> RECORD EXTRACTS
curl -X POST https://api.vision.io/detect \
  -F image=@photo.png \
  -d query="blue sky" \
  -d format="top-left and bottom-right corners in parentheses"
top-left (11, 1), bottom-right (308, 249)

> INSTRUCTIONS TO FOLLOW
Rewrite the lines above, changing "blue sky" to "cloudy sky" and leaving everything else the same.

> RESULT FOR THIS TASK
curl -X POST https://api.vision.io/detect \
  -F image=@photo.png \
  -d query="cloudy sky" \
  -d format="top-left and bottom-right corners in parentheses"
top-left (11, 1), bottom-right (308, 249)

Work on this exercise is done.